Your answer should consist solely of the lines from the first line of the data through the line with "TARGET: distant building", each reproduced exactly.

Start of Block

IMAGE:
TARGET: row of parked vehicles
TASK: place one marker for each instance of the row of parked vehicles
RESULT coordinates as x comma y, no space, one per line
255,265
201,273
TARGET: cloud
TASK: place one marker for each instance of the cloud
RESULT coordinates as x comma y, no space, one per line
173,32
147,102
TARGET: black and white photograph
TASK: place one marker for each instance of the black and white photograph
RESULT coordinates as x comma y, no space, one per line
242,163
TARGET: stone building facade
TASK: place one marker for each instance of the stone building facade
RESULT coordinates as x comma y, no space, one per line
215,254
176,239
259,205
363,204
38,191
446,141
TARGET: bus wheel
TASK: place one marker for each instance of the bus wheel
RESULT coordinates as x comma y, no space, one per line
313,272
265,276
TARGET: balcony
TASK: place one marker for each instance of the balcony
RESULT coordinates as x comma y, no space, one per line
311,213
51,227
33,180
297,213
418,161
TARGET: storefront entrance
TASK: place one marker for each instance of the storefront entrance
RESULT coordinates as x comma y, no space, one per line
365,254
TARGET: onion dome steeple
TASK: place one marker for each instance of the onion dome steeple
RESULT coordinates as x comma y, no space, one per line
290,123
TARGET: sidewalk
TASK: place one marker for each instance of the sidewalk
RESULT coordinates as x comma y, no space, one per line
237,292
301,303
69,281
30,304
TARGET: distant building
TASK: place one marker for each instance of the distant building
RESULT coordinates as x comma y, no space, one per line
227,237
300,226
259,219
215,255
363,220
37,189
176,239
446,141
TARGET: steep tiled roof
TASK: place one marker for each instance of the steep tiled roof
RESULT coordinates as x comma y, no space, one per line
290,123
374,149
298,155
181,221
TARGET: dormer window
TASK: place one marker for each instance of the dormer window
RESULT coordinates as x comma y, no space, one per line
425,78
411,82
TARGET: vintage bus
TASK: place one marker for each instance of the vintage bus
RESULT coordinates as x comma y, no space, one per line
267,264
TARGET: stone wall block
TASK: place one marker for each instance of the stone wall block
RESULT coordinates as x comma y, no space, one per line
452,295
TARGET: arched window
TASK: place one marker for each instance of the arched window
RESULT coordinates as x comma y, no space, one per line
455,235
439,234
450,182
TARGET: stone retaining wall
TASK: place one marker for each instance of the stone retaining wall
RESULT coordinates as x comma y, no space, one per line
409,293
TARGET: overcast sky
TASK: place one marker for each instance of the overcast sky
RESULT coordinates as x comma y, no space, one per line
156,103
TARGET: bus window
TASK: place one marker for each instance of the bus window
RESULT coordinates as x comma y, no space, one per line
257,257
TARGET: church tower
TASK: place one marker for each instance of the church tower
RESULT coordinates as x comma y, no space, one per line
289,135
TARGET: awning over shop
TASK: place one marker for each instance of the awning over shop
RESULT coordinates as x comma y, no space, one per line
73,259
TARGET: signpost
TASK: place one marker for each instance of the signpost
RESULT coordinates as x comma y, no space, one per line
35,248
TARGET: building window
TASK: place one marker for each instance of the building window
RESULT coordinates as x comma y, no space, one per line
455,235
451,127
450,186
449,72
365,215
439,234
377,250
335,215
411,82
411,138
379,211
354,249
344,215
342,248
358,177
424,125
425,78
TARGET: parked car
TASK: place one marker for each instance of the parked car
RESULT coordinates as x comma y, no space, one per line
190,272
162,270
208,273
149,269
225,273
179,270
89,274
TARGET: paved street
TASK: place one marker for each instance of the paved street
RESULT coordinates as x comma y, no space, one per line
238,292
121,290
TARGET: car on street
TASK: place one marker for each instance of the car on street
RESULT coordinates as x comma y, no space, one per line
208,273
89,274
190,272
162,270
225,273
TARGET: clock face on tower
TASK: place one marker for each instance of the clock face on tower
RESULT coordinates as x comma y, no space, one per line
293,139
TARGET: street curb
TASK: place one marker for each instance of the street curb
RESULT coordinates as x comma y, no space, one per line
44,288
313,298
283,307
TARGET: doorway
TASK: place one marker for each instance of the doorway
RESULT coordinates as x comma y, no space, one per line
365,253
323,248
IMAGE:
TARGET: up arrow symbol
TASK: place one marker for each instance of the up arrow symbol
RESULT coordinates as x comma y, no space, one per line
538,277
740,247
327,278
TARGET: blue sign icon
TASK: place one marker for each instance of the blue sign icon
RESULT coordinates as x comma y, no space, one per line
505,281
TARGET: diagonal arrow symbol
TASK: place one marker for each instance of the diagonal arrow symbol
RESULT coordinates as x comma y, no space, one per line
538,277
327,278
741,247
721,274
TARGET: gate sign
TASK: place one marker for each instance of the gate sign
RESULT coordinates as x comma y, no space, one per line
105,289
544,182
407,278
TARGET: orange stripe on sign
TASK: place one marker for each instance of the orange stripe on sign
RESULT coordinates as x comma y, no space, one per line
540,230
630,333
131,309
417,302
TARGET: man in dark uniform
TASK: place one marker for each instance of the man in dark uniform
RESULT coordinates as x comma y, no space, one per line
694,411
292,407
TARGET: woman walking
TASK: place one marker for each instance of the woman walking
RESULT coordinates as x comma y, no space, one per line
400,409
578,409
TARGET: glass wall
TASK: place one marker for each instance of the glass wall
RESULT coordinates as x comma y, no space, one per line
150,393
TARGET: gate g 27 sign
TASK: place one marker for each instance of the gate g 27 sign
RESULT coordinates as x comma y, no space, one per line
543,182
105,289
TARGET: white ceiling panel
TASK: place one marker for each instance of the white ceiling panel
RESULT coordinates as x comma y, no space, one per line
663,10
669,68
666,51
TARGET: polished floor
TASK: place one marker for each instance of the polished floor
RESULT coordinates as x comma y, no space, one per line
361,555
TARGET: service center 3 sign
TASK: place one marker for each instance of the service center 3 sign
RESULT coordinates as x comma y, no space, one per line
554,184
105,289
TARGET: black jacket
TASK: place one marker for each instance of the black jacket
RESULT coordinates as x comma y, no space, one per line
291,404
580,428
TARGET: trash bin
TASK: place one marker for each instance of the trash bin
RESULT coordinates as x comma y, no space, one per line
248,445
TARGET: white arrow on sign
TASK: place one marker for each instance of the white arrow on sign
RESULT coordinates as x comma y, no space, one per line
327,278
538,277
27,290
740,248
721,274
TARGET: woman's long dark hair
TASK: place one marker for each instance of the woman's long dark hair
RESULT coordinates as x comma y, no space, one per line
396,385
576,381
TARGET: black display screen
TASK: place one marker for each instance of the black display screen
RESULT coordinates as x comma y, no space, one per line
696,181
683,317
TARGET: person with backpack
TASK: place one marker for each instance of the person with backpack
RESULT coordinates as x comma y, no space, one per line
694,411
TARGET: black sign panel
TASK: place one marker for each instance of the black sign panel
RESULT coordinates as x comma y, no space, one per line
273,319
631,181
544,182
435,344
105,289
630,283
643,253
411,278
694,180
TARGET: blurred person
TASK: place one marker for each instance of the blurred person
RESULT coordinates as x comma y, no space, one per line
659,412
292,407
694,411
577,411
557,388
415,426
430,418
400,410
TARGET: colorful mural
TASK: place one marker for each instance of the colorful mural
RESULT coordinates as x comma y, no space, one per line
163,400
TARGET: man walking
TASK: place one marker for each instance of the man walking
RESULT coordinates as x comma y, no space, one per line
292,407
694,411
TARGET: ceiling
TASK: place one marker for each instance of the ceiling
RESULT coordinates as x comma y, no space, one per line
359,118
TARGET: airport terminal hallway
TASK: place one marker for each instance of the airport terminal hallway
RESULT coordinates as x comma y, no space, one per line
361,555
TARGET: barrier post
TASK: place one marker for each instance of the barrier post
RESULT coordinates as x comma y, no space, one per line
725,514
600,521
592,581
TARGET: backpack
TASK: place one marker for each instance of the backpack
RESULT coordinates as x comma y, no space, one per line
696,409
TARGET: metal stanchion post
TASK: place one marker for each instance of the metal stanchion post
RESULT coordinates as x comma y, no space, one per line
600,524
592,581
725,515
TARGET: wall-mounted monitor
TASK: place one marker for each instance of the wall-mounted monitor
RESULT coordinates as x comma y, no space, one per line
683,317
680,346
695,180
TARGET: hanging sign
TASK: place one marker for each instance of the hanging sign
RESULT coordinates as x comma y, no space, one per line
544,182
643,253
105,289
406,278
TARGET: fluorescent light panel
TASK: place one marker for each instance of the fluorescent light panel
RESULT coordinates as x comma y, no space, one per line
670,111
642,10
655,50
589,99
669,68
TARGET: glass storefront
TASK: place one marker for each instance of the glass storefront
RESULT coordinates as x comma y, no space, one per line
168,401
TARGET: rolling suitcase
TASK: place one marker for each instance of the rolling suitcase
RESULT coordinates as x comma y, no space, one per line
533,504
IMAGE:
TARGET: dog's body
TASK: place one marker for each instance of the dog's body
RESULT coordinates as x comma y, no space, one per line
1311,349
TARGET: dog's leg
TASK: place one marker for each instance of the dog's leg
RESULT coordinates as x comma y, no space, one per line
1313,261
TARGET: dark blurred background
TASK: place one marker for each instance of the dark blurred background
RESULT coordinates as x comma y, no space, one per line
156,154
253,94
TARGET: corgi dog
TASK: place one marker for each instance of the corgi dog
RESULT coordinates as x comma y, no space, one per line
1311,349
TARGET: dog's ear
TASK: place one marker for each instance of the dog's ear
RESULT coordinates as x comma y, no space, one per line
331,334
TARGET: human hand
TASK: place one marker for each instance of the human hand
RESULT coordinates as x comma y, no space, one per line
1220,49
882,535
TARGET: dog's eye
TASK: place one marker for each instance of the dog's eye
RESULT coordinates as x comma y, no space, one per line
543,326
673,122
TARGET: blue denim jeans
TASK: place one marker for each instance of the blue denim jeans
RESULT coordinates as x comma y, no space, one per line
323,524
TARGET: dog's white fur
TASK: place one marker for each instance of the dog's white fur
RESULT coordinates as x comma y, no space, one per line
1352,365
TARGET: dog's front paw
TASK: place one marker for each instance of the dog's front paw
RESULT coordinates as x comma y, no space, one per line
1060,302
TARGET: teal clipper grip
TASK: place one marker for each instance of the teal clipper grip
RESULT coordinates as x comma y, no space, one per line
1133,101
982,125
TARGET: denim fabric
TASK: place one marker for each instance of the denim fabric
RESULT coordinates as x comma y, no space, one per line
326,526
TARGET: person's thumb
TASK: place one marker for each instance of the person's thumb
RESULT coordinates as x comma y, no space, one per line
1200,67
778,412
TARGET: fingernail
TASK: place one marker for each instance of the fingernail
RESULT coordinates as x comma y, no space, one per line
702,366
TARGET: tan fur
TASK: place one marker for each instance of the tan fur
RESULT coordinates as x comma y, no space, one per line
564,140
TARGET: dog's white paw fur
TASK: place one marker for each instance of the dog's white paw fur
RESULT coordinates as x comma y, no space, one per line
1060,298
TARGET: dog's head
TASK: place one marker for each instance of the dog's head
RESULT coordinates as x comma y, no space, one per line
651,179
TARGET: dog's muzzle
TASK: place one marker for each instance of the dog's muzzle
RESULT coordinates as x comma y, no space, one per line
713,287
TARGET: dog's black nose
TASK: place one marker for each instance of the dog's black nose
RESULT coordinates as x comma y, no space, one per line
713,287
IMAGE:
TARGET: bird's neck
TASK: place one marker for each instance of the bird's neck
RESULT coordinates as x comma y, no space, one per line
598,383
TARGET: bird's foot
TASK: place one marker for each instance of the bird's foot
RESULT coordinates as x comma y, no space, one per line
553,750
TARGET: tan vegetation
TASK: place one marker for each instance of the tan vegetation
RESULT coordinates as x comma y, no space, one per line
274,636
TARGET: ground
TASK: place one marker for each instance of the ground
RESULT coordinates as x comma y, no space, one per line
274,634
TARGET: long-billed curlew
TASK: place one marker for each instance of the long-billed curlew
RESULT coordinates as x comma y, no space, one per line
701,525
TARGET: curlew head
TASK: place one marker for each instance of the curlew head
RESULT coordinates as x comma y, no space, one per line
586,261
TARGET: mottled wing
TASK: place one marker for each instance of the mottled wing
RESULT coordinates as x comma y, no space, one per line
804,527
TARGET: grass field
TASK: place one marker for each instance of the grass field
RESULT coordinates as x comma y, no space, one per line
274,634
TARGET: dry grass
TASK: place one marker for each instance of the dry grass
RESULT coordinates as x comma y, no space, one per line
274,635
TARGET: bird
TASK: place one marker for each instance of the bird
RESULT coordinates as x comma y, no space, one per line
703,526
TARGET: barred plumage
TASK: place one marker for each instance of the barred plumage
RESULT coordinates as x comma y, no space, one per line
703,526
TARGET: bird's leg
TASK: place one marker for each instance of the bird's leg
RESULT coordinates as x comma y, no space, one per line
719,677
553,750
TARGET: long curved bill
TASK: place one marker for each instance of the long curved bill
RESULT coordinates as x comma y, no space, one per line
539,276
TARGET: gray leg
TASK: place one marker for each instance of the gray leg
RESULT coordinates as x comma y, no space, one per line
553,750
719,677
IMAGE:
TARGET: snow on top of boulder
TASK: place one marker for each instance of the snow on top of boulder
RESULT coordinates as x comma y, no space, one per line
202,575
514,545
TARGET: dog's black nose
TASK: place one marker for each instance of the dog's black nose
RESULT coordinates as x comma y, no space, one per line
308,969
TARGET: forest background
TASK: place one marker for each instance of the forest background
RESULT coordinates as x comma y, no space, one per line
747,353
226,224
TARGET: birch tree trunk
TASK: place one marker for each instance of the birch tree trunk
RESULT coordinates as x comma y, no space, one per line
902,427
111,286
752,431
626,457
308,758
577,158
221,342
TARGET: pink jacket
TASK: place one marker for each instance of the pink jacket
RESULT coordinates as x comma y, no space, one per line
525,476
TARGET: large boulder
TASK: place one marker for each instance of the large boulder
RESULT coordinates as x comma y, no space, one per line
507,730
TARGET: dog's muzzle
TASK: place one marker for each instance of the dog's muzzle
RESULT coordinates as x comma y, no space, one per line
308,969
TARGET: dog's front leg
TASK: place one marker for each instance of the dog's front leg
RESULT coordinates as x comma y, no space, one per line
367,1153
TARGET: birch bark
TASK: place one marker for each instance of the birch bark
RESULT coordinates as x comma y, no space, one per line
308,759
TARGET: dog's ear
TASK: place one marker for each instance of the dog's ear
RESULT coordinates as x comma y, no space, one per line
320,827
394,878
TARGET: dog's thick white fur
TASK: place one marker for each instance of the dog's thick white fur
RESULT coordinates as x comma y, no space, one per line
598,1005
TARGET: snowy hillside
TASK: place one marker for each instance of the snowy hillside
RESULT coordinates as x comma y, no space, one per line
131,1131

End of Block

• _SOLUTION_
IMAGE:
TARGET: row of parked vehicles
TASK: place one marker for each instance of the row of parked vehicles
RESULT coordinates as x comma y, no space, one per line
255,265
201,273
TARGET: cloud
TASK: place one marker for each instance of the cloud
RESULT coordinates as x comma y, no space, one per line
173,32
147,102
TARGET: black and white photograph
TASK: place one marker for each instance of the black and white photograph
RESULT coordinates as x comma y, no space, one per line
242,163
TARGET: stone building facade
TASK: place one marker for each instance of the stone building facade
RESULT coordinates as x comma y, no space, one per line
215,254
176,239
259,205
363,204
38,191
446,141
TARGET: bus wheel
TASK: place one marker for each instance of the bus wheel
RESULT coordinates as x comma y, no space, one per line
313,272
265,276
TARGET: balcony
TASK: place one marker for each instance of the balcony
RESULT coordinates as x comma y, no space, one per line
311,213
51,227
33,180
297,213
418,161
TARGET: storefront entrance
TASK: place one marker for each instance of the storefront entrance
RESULT coordinates as x comma y, no space, one per line
365,254
TARGET: onion dome steeple
TASK: place one marker for each instance of the onion dome steeple
RESULT coordinates as x comma y, no space, one per line
290,123
TARGET: sidewalk
TASK: place one marker for each instance of the sidewalk
RESULT coordinates as x comma y, no space, one per line
237,292
301,303
69,281
30,304
TARGET: distant building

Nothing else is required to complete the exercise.